The communique from last Friday’s education ministers meeting stated, in part, that:

The Teacher Education Expert Panelwill focus on strengthening the link between performance and funding of ITE [Initial Teacher Education]. This will include but not be limited to advising on how Commonwealth supported places for teaching should be allocated based on quality and other relevant factors. [Emphasis added.]

This post examines how the government might go about doing this and the problems it would face.

Discipline-level funding under Job-ready Graduates

An initial problem is that the government does not allocate Commonwealth supported places to teaching.

Under section 30-10 of the Higher Education Support Act 2003 the government has no power to allocate student places except for ‘designated courses’, of which more below.

Education is not designated. It is funded under a block grant for ‘higher education courses’. Dollars rather than places are the unit of allocation and the entity that receives the allocation is a higher education institution, not a course or discipline. Recipient universities are free to distribute these dollars between courses according to their own priorities.

[Dataset entries]
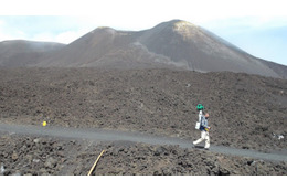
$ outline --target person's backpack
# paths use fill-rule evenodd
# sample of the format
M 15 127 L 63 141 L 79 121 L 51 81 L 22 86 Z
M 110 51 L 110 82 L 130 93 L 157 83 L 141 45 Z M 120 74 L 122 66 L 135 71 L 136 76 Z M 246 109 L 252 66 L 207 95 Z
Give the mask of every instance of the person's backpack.
M 199 121 L 196 121 L 195 124 L 195 129 L 200 129 L 200 126 L 201 126 L 201 119 L 202 119 L 202 110 L 200 110 L 200 114 L 199 114 Z
M 195 124 L 195 129 L 200 129 L 200 123 L 199 121 L 196 121 L 196 124 Z

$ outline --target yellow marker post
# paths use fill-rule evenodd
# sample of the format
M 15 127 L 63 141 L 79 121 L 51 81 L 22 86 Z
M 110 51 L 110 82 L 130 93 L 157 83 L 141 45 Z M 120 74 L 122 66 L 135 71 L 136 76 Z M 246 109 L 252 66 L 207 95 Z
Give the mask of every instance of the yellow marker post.
M 43 125 L 43 127 L 45 127 L 45 126 L 46 126 L 46 121 L 44 120 L 44 121 L 42 123 L 42 125 Z
M 100 155 L 97 157 L 97 160 L 95 161 L 94 166 L 91 168 L 91 170 L 89 170 L 89 172 L 88 172 L 87 176 L 91 176 L 91 173 L 93 172 L 94 168 L 95 168 L 96 165 L 97 165 L 98 159 L 102 157 L 102 155 L 104 153 L 104 151 L 105 151 L 105 150 L 103 150 L 103 151 L 100 152 Z

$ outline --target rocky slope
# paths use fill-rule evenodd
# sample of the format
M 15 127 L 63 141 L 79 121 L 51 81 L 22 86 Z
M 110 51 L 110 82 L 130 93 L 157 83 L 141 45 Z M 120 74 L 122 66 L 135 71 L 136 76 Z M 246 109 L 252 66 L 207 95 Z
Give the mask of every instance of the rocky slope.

- Work to complete:
(a) Translate this sentence from the text on teacher education funding into Spanish: "Recipient universities are free to distribute these dollars between courses according to their own priorities."
(b) Answer these questions from the text on teacher education funding, marking each answer with the matching numeral.
(i) Which panel does the communique say will focus on strengthening the link between performance and funding of ITE?
(ii) Which section of which Act limits the government's power to allocate student places to "designated courses"?
(iii) Under the block grant for "higher education courses," what is the unit of allocation?
(c) Write what comes next in the text on teacher education funding, starting after its final sentence.

- Answers by item number:
(a) Las universidades receptoras son libres de distribuir estos dólares entre los cursos según sus propias prioridades.

(b)
(i) The Teacher Education Expert Panel.
(ii) Section 30-10 of the Higher Education Support Act 2003.
(iii) Dollars, not places.

(c)
With its COVID-19 short courses the previous government bypassed the restriction on allocating student places by allocating dollars to specific courses instead. Using the funding agreements to quarantine dollars for education would, however, be a bad move. It is inconsistent with the apparent legislative intent, which is for university flexibility except in the case of designation. We need to restore full operation of the rule of law in higher education policy. Without amending HESA 2003 that means designation.